▸ **Passage to read**:
# # #
Protein-coding gene in the species Homo sapiens

Parathyroid hormone/parathyroid hormone-related peptide receptor, also known as parathyroid hormone 1 receptor (PTH1R), is a protein that in humans is encoded by the PTH1R gene. PTH1R functions as a receptor for parathyroid hormone (PTH) and for parathyroid hormone-related protein (PTHrP), also called parathyroid hormone-like hormone (PTHLH).

== Function ==
This "classical" PTH receptor is expressed in high levels in bone and kidney and regulates calcium ion homeostasis through activation of adenylate cyclase and phospholipase C. In bone, it is expressed on the surface of osteoblasts. When the receptor is activated through PTH binding, osteoblasts express RANKL (Receptor Activator of Nuclear Factor kB Ligand), which binds to RANK (Receptor Activator of Nuclear Factor kB) on osteoclasts. This turns on osteoclasts to ultimately increase the resorption rate.

==Mechanism==
It is a member of the secretin family of G protein-coupled receptors. The activity of this receptor is mediated by G_{s} protein, which activates adenylyl cyclase. Besides this, they also activate the phosphatidylinositol-calcium second messenger system.

==Pathology==
Defects in this receptor are known to be the cause of Jansen's metaphyseal chondrodysplasia (JMC) and chondrodysplasia Blomstrand type (BOCD) as well as enchondromatosis and primary failure of tooth eruption.

== Interactions ==

Parathyroid hormone 1 receptor has been shown to interact with Sodium-hydrogen exchange regulatory cofactor 2 and Sodium-hydrogen antiporter 3 regulator 1.
# # #
▸ **Information provided**:
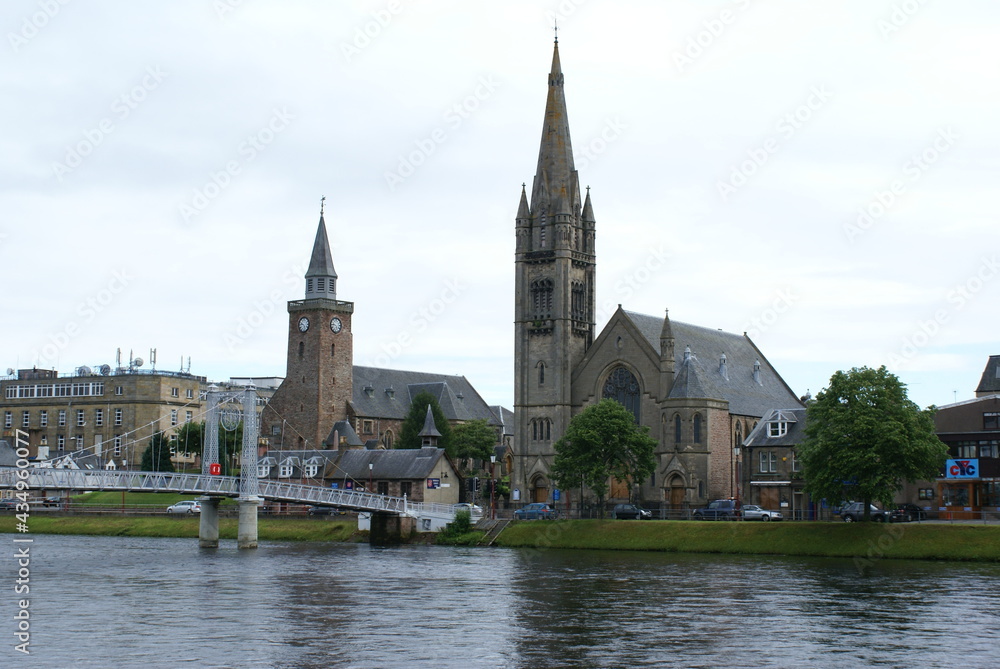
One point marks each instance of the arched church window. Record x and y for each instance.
(623, 387)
# # #
▸ **What to work on**:
#1 From the passage on the PTH1R receptor, extract the part that begins with the words containing "Parathyroid hormone/parathyroid hormone-related" and ends with "hormone-like hormone (PTHLH).".
#2 According to the passage on the PTH1R receptor, which family of G protein-coupled receptors does PTH1R belong to?
#3 Summarize the passage on the PTH1R receptor in two sentences.

▸ **Solutions to the tasks**:
#1
Parathyroid hormone/parathyroid hormone-related peptide receptor, also known as parathyroid hormone 1 receptor (PTH1R), is a protein that in humans is encoded by the PTH1R gene. PTH1R functions as a receptor for parathyroid hormone (PTH) and for parathyroid hormone-related protein (PTHrP), also called parathyroid hormone-like hormone (PTHLH).

#2 The secretin family.

#3 PTH1R is a human protein that serves as a receptor for parathyroid hormone and parathyroid hormone-related protein. It is highly expressed in bone and kidney, where it regulates calcium ion homeostasis, and defects in it cause several disorders, including Jansen's metaphyseal chondrodysplasia and primary failure of tooth eruption.